**Excerpt:**

• • • • •

Prices of production


Prices of production is a concept in Karl Marx's critique of political economy, defined as "cost-price + average profit". A production price can be thought of as a type of supply price for products; it refers to the price levels at which newly produced goods and services would have to be sold by the producers, in order to reach a normal, average profit rate on the capital invested to produce the products.
The importance of these price levels is, that a lot of other prices are based on them, or derived from them: in Marx's theory, they determine the cost structure of capitalist production. The market prices of products normally oscillate around their production prices, while production prices themselves oscillate around product-values.
This understanding already existed in classical political economy but, according to Marx, the political economists could not really explain adequately how production prices were formed, or how they could regulate the trade in commodities. In addition, the political economists could not theoretically reconcile their labour theory of value with value/price differentials, unequal profit/wage ratios and unequal capital compositions. Consequently, the labour theory of value of the political economists before Marx was more in the nature of a metaphysical belief, than a scientifically demonstrated proposition. If the belief persisted, that was because it made good sense of business practice - in an era where the owners of most enterprises also personally managed them, and therefore could observe the work and its results in daily life.

Basic explanation

A production price for outputs in Marx's sense always has two main components: the cost-price of producing the outputs and a gross profit margin.
Marx's argument is that price-levels for products are determined by input cost-prices, turnovers and average profit rates on output, which are in turn determined principally by aggregate labour-costs, the rate of surplus value and the growth rate of final demand. These price levels determine how much of the new output value that is created in excess of its cost price can actually be realized by enterprises as their gross profit.
The suggestion is, that the differences among most producers with regard to their profit rates on capital invested will tend to "level out" as a result of business competition, so that a general norm emerges for the profitability of industries.

• • • • •

**Written tasks:**
(a) In the passage on prices of production, what are the two main components that a production price always has?
(b) Carry on the passage on prices of production from its final sentence.

Dataset excerpt

• • • • •

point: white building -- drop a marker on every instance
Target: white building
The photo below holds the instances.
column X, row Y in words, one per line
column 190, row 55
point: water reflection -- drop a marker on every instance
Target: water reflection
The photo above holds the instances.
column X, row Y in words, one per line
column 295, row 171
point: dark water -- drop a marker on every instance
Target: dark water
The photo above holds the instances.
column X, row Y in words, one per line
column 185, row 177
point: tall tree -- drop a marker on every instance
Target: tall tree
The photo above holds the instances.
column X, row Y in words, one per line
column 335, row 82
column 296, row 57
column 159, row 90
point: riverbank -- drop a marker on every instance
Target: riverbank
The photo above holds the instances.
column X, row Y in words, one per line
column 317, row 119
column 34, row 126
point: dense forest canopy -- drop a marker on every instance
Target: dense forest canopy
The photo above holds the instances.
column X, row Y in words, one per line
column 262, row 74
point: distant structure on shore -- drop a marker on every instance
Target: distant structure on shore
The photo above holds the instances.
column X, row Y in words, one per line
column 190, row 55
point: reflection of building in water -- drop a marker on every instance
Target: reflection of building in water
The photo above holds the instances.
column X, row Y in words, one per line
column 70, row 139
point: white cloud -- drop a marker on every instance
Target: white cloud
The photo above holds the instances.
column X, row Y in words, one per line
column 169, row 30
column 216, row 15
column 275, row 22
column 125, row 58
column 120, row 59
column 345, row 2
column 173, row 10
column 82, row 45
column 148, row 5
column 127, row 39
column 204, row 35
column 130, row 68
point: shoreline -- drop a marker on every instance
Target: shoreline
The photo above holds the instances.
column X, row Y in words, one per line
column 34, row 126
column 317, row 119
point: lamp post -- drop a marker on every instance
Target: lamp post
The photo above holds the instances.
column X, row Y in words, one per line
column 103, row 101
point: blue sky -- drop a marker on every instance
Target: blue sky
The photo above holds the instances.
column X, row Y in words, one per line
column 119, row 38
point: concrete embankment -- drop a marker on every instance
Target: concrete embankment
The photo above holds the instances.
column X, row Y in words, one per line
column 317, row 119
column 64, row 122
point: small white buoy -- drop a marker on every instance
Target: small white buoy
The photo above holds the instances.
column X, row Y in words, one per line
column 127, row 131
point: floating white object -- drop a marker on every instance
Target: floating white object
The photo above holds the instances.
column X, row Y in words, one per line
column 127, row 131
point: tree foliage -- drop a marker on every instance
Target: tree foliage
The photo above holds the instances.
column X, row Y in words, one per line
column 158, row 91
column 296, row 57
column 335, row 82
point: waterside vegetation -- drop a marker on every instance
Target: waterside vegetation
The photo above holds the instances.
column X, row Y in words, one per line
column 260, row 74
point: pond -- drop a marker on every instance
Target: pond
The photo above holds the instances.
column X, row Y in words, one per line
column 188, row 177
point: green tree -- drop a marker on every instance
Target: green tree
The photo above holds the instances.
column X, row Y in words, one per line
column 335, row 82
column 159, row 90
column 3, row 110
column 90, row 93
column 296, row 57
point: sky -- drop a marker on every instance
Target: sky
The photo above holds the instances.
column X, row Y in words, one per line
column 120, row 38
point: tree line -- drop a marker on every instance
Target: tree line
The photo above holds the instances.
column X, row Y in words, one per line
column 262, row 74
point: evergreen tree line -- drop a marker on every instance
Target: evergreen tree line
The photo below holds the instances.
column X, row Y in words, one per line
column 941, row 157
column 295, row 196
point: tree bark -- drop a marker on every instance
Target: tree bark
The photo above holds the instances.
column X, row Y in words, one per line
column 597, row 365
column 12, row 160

• • • • •

**Responses in order:**
(a) The cost-price of producing the outputs and a gross profit margin.

(b)
Profit impost

In capitalist production, a basic profit impost is the normal precondition for the supply of goods and services. When competition for product markets intensifies, the producers' margin between cost prices and sale prices, their true income, shrinks. In that case, the producers can only maintain their profits, either by reducing their costs and improving productivity, or by capturing a bigger market share and selling more product in less time, or both. In a well-established product-market, however, the fluctuations in supply and demand are usually not very large.
This basic market logic was already well known by medieval merchant capitalists long before the dawn of the modern era in the 15th century. Medieval merchant houses could certainly estimate their own rate of surplus value and profit rate but they usually did not have so much knowledge about socially average profit rates; few relevant data or statistics were publicly available and a "general rate of profit" might not exist anyhow, for lack of an integrated national market for products and capital, and given the limited scope of industrialization.

Regulating prices

The regulating price of a given type of product is a sort of modal average price level, above or below which people would be much less likely to trade the product. If the price is too high, buyers cannot afford to buy it, or try to get cheaper alternatives. If the price is too low, sellers cannot cover their costs and make a profit. So normally there is a limited range of prices within which the product can be traded, with upper and lower bounds.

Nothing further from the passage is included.